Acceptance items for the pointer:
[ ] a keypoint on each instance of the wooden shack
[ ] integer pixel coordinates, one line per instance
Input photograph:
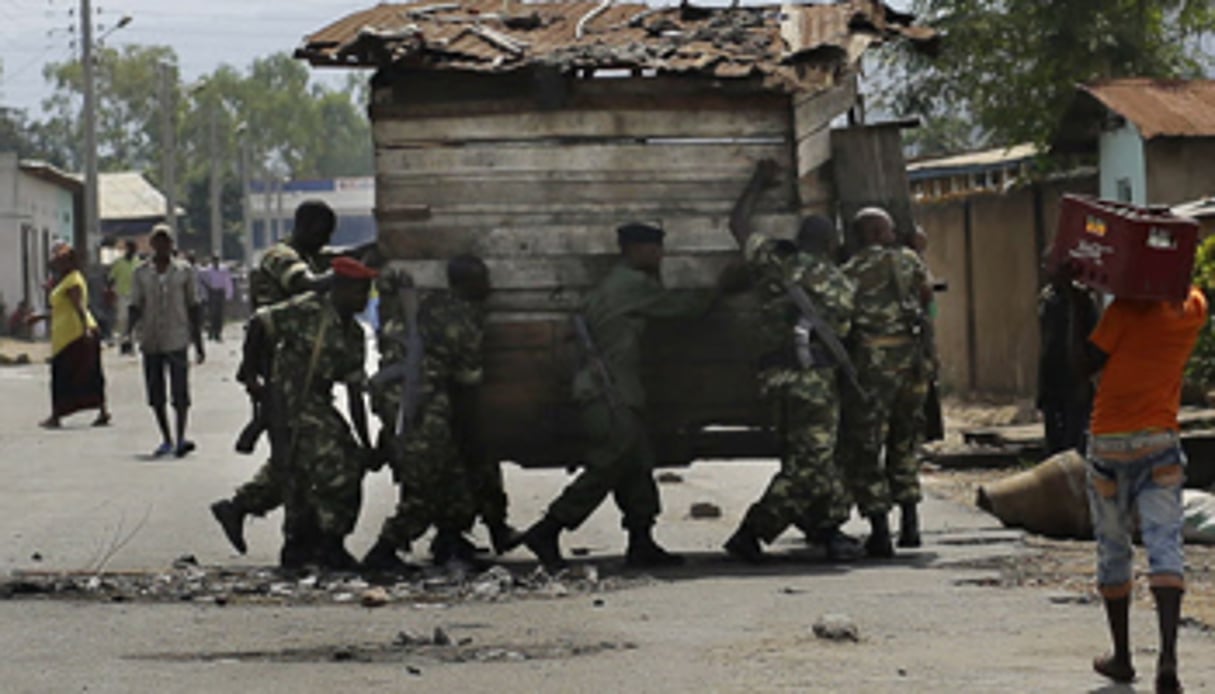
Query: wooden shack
(526, 131)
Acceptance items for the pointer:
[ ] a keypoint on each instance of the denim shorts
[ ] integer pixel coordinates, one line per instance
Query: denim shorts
(1152, 485)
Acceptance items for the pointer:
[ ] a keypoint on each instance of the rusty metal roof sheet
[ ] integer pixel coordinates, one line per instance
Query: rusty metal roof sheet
(499, 35)
(1157, 107)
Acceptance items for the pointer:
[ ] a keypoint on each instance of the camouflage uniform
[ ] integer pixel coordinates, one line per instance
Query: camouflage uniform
(809, 489)
(620, 458)
(434, 472)
(889, 357)
(315, 349)
(270, 283)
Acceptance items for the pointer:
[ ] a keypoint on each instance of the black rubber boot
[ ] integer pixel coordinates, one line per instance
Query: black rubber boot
(295, 554)
(840, 547)
(333, 556)
(879, 545)
(504, 537)
(542, 541)
(909, 526)
(745, 546)
(383, 558)
(645, 553)
(231, 518)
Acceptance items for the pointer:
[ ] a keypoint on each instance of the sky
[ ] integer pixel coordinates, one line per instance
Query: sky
(204, 33)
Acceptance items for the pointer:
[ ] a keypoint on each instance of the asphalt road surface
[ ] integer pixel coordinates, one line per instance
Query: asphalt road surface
(83, 498)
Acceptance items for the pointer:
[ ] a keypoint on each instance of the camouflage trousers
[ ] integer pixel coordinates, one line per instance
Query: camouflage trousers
(325, 484)
(620, 462)
(264, 492)
(891, 421)
(808, 490)
(435, 483)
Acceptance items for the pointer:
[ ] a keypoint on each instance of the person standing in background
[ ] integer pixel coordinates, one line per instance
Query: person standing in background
(122, 274)
(216, 281)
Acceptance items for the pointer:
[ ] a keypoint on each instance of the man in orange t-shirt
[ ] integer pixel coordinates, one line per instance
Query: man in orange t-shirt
(1135, 461)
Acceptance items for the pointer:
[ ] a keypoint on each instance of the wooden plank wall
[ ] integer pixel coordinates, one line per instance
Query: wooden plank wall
(535, 180)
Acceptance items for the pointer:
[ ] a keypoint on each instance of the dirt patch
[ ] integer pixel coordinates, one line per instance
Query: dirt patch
(1068, 565)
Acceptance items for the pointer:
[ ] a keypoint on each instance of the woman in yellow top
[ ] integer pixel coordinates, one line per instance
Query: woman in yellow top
(77, 379)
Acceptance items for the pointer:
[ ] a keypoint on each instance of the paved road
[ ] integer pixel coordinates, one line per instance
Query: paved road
(71, 496)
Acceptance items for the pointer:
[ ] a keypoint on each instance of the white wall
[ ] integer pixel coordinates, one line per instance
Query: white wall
(1122, 159)
(39, 212)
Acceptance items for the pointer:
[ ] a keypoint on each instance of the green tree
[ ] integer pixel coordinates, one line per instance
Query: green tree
(1011, 66)
(129, 123)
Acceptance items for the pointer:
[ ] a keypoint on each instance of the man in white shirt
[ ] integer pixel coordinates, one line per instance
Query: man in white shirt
(165, 305)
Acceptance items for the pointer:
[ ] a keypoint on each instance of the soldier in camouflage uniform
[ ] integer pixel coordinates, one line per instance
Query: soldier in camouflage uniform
(316, 342)
(287, 269)
(620, 458)
(433, 467)
(808, 490)
(892, 292)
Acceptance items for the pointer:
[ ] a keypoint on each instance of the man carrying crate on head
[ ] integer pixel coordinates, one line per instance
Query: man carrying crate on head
(1140, 345)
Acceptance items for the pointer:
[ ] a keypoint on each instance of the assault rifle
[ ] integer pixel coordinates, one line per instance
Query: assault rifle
(826, 336)
(408, 371)
(591, 353)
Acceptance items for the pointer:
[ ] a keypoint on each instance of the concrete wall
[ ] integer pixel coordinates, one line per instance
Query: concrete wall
(33, 215)
(1122, 158)
(1180, 169)
(988, 247)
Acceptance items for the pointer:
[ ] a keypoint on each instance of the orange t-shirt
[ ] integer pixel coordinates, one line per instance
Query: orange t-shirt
(1148, 344)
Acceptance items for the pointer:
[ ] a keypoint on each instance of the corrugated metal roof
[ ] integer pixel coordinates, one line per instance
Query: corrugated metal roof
(983, 159)
(1170, 108)
(1201, 208)
(128, 195)
(499, 35)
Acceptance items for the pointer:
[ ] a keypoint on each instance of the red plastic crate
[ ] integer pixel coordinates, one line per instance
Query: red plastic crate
(1126, 250)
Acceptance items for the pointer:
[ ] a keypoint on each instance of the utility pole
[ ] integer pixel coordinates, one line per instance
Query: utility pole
(216, 220)
(246, 192)
(269, 226)
(91, 215)
(169, 146)
(281, 221)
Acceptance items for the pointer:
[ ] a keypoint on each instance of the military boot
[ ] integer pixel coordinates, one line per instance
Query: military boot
(543, 541)
(840, 546)
(909, 526)
(503, 537)
(333, 556)
(231, 518)
(744, 545)
(879, 545)
(645, 553)
(383, 558)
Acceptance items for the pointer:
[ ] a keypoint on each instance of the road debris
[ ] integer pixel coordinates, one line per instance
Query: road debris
(374, 597)
(836, 627)
(430, 588)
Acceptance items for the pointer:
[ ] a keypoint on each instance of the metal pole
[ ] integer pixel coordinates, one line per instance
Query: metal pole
(216, 221)
(280, 220)
(267, 225)
(246, 197)
(168, 146)
(91, 215)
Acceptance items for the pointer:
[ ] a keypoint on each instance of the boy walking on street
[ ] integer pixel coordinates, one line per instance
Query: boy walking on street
(1136, 462)
(164, 299)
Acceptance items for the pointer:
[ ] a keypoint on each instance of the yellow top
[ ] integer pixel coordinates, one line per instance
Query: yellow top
(66, 326)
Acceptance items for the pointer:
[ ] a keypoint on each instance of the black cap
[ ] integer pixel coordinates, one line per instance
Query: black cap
(638, 232)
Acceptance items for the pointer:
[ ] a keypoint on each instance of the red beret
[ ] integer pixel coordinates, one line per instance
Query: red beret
(349, 267)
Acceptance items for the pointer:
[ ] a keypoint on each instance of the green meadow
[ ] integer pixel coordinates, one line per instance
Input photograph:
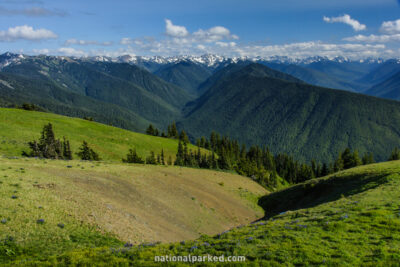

> What needs to be done
Return each line above exactly; any pictures are to be skipped.

> Exercise result
Acceptance items for the pointer:
[ ] a keypoint on each instance of the wooden shack
[ ] integer pixel coordinates, one line per instance
Input photograph:
Query: wooden shack
(526, 131)
Acceptance items for the pointer:
[ ] a keypoint on each instance of the denim shorts
[ ] integer pixel coordinates, one line per instance
Query: denim shorts
(1152, 485)
Acceptance items for the pointer:
[ ] a keypoint on each instance of the rusty metal roof sheet
[ ] integer pixel coordinates, one line per instance
Query: rusty metal roof sheet
(499, 35)
(1157, 107)
Acceptance items for the pointer:
[ ] a keypoint on each instance of the camouflage uniform
[ ] integer pixel coordinates, one line per instance
Query: camouflage uniform
(809, 489)
(620, 458)
(434, 472)
(889, 357)
(315, 349)
(270, 283)
Acceptance items for the pointer:
[ ] a keypoint on each instance of the black rubber boot
[ ] integer pixel coordinates, one line per instance
Query: black rubber boot
(295, 554)
(840, 547)
(333, 556)
(879, 545)
(504, 537)
(542, 541)
(909, 526)
(745, 546)
(383, 558)
(645, 553)
(231, 518)
Acceptance items for the pointer:
[ ] a keypoint on each instance of the sky
[ ] integer pixel coordinates, one line per instance
Query: sky
(204, 33)
Acceptance items for the pointer:
[ ] a keypoint on each instance of the asphalt road surface
[ ] integer pixel coordinates, one line per instance
Query: asphalt road surface
(83, 498)
Acceptance items for the pointer:
[ ] a keypoint on each instance of the camouflage trousers
[ ] integer pixel coordinates, one line per instance
Query: camouflage trousers
(325, 484)
(620, 462)
(264, 492)
(891, 421)
(808, 490)
(435, 483)
Acceptance items for the pointer:
[ ] a keypoint on each instance of the person standing in background
[ ] integer pixel coordinates, one line per instance
Query: person standing in background
(122, 274)
(216, 281)
Acceptance items for the pointer:
[ ] a keypoint on each instance of the man in orange t-shirt
[ ] integer pixel coordinates, one line per instance
Query: man in orange t-shirt
(1135, 461)
Acceptance items for the pointer:
[ ] a keypoint on each instance of the wooden plank wall
[ ] integer pixel coordinates, one line per instance
Query: wooden plank wall
(535, 180)
Acceptance items for the pointer:
[ ] a keypoint on each instance of the dirt patch
[ ] integer pixel coordinates, one line per instance
Query: dirt patch
(1068, 565)
Acceptance items for the pointer:
[ ] a keypoint on each instance of the woman in yellow top
[ ] integer pixel coordinates, one line per instance
Query: woman in yellow top
(77, 379)
Acceptance items for the pointer:
[ ] a keypoint on each instance of the paved road
[ ] integer pixel coordinates, one line per instance
Query: paved road
(71, 496)
Acceptance items for the pointer:
[ ] a keypoint on each instance of the white wall
[ ] integer pixel coordinates, one line per instance
Query: white wall
(1122, 159)
(39, 212)
Acceptance items for the pointer:
[ ] a keypoint on each instance of the green tree
[ ] integer pixel coordinates, one line per instance
Query: green tree
(1011, 66)
(129, 123)
Acceptance items for the pointer:
[ ] a keypoint on each instance of the man in white shirt
[ ] integer pixel coordinates, one line per instance
Query: man in white shirt
(165, 305)
Acceptance items for the pointer:
[ ] a keypoint on each instance of the soldier in camouflage uniform
[ ] integer pixel coordinates, one line per instance
Query: soldier in camouflage uniform
(316, 342)
(287, 269)
(620, 458)
(433, 467)
(808, 490)
(892, 292)
Acceptance items for the pointer:
[ ] a keypoint on each instance of the man carrying crate on head
[ ] integer pixel coordinates, one line per instance
Query: man carrying crate on head
(1140, 345)
Acceptance items for the pointer:
[ ] a keypoint on each instance of the assault rifle
[ ] integer pixel coordinates, one line per instance
Query: assault rifle
(826, 336)
(408, 371)
(591, 353)
Acceptance items for the pointer:
[ ] a keypoint on each instance of the concrete wall
[ ] integer pixel coordinates, one line per instance
Query: concrete wall
(33, 215)
(1122, 158)
(1180, 169)
(988, 247)
Acceptance items for the pointer:
[ ] a keypoint on each instance of the orange t-shirt
[ ] integer pixel coordinates, one line per instance
Query: orange t-shirt
(1148, 344)
Acceptance items for the pointer:
[ ] a keypoint on each instance of the corrugated metal roof
[ ] integer pixel coordinates, one line per instance
Query: corrugated metal roof
(983, 159)
(1170, 108)
(1201, 208)
(128, 195)
(499, 35)
Acceptance items for the pointer:
[ ] a keypoint on each instance of the red plastic crate
[ ] integer pixel coordinates, one line per instance
Query: red plastic crate
(1126, 250)
Acceptance items for the pointer:
[ ] a keypoint on each instance of the utility pole
[ ] integer pixel coordinates, one line per instance
Query: utility pole
(216, 220)
(246, 192)
(269, 226)
(91, 215)
(169, 146)
(281, 221)
Acceptance items for the pointer:
[ ] a keypoint on each instance of the military boot
[ ] integer pixel coordinates, one line per instance
Query: military boot
(543, 541)
(840, 546)
(909, 526)
(503, 537)
(333, 556)
(231, 518)
(744, 545)
(879, 545)
(645, 553)
(383, 558)
Acceptance items for the pointer:
[ ] a keypoint on each instance of the road debris
[ ] integer pixel coordinates, one line per instance
Query: road debris
(374, 597)
(836, 627)
(430, 588)
Acceptance items for the pointer:
[ ] a keypoint on each instance of the metal pole
[ ] integer pixel coordinates, one line per instance
Query: metal pole
(216, 221)
(280, 220)
(267, 225)
(246, 197)
(168, 146)
(91, 215)
Acceptance items for the pointer:
[ ] a keypoint on each instance of the boy walking on street
[ ] integer pixel coordinates, one line per instance
Query: boy walking on street
(1136, 462)
(164, 299)
Acceptance items for the pointer:
[ ] a keypoint on each instance of the yellow top
[ ] integer pixel coordinates, one line per instance
Query: yellow top
(66, 326)
Acceptance items for the pointer:
[ ] a keypoint on each instance of the black cap
[ ] integer pixel coordinates, one line per instance
Query: black cap
(638, 232)
Acceptance items for the pointer:
[ ] a keypoint on each instance of the red beret
[ ] integer pixel coordinates, one line per instance
Query: red beret
(349, 267)
Acceptance items for the pointer:
[ ] a keypoint on each instance of the green meadow
[ ] integer pixel coordinates, one line per instance
Input photograph:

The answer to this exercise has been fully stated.